Not accounting for growth — design for where you'll be in 2-3 years, not today. If you're growing 3x per year, today's 1,000 QPS is next year's 3,000.

False precision — saying "we need exactly 847 servers" is silly. Say "roughly 1,000." The goal is order of magnitude, not a procurement order.

Example: URL Shortener

Assumptions:
- 100M new URLs per month
- 10:1 read-to-write ratio
- URLs stored for 5 years
- Average URL record: 100 bytes (short code + original URL)

Writes: 100M / (30 days × 100K sec) = 100M / 3M ≈ 33 writes/sec
Reads: 33 × 10 = 330 reads/sec
Peak reads: 330 × 3 = ~1,000/sec

Storage: 100M × 100 bytes = 10 GB/month
         10 GB × 12 months × 5 years = 600 GB

Cache: 20% of daily data is hot (Pareto principle)

◇ ◇ ◇ ◇

§ **PROBLEMS**:
1) Answer these questions from the estimation notes:
(a) At 3x yearly growth, what does today's 1,000 QPS become next year?
(b) What read-to-write ratio does the URL shortener example assume?
(c) How much total storage does the example estimate for 5 years?
2) Resume the estimation notes on the URL shortener right after the line about the cache, keeping the same style of worked figures.

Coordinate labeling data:
◇ ◇ ◇ ◇

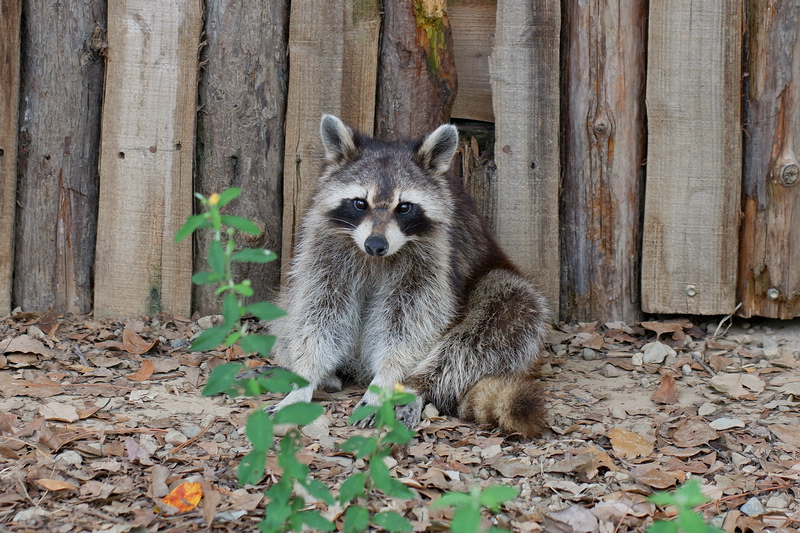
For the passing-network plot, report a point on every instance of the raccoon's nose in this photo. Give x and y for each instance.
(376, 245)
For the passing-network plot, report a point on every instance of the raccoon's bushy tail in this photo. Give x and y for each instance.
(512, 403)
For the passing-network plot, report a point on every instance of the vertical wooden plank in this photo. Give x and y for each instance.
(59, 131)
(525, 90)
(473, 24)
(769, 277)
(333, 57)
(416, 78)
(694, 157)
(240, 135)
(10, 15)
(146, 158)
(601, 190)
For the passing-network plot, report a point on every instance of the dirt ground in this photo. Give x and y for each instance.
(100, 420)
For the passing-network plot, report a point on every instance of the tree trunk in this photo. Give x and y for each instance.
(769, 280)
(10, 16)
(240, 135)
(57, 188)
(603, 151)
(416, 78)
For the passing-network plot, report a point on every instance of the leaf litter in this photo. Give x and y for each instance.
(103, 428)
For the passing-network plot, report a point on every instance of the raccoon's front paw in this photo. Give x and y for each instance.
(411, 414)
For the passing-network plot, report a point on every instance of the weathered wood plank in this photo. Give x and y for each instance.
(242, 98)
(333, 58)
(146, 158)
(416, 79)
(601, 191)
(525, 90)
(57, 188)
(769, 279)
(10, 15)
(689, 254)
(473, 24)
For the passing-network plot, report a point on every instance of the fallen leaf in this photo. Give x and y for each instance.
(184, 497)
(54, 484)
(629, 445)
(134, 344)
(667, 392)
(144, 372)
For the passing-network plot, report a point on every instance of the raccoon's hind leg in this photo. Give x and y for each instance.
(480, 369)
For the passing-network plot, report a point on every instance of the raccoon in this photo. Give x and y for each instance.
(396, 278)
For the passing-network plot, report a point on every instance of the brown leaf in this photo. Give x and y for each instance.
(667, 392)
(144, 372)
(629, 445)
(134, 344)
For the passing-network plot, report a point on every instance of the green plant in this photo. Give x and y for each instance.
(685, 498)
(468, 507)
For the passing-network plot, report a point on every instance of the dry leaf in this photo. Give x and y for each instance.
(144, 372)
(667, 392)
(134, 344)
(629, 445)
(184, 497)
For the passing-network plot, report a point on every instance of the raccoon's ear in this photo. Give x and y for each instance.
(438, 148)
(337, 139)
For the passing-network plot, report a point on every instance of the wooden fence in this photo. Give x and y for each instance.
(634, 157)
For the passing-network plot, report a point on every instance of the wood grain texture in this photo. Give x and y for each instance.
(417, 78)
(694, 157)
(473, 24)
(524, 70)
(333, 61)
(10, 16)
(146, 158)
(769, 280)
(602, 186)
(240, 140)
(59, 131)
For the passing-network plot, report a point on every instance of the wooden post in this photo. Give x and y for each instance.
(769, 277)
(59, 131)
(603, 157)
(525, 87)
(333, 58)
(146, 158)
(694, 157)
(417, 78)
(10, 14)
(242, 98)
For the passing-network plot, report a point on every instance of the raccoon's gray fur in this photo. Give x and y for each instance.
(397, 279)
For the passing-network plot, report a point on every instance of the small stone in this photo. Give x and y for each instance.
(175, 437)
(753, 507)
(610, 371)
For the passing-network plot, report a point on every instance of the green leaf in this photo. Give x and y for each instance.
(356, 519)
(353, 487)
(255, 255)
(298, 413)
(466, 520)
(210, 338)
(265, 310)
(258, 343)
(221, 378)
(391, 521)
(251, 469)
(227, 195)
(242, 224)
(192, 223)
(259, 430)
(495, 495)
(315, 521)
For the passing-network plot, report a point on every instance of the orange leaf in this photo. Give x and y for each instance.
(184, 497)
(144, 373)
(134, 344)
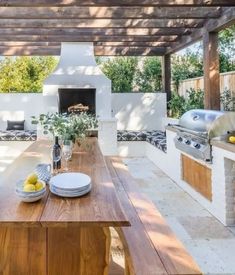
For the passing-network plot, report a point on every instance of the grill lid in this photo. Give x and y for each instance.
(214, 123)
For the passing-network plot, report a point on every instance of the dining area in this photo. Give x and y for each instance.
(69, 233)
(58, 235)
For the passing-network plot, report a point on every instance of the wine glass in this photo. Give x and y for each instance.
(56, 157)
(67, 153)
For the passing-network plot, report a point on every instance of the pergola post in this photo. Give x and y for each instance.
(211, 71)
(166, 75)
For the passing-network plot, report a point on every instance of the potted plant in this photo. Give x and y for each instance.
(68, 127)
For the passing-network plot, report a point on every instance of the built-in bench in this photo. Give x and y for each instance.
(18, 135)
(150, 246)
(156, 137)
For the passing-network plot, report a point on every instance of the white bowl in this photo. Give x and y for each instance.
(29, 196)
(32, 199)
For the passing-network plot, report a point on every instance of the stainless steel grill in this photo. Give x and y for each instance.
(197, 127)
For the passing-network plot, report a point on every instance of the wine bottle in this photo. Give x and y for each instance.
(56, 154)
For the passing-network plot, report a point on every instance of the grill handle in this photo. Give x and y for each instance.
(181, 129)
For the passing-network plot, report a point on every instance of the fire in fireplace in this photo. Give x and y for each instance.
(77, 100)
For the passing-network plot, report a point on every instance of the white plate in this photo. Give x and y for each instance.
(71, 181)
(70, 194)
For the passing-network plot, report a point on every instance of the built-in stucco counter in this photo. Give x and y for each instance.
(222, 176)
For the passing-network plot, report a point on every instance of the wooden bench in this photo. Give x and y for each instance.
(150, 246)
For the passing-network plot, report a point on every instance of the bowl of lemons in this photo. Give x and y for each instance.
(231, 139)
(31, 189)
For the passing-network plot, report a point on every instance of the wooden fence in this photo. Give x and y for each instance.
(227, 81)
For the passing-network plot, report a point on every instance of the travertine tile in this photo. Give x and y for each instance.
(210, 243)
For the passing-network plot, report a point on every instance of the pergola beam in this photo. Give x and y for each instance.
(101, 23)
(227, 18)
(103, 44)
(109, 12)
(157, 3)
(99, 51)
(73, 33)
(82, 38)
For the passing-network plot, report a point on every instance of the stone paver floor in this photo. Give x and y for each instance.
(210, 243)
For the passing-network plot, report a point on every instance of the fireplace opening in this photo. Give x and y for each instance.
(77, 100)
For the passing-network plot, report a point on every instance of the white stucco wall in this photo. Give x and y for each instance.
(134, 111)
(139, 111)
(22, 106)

◇ ◇ ◇ ◇

§ **IN RESPONSE**:
1)
(a) 3,000 QPS
(b) 10:1
(c) 600 GB

2)
       Daily reads: 330/sec × 100K sec = ~33M reads/day
       Many reads hit the same popular URLs, so unique URLs accessed is lower
       Hot set: ~6M unique URLs × 100 bytes = 600 MB
       → fits in a single Redis instance

Verdict: ~1,000 QPS peak with 600 GB storage.
A single database with read replicas handles this.

Key Takeaways

  • Estimate to determine the order of magnitude, not exact numbers
  • Start with DAU, derive QPS, storage, bandwidth, and server count
  • Always account for peak load (2-3x average)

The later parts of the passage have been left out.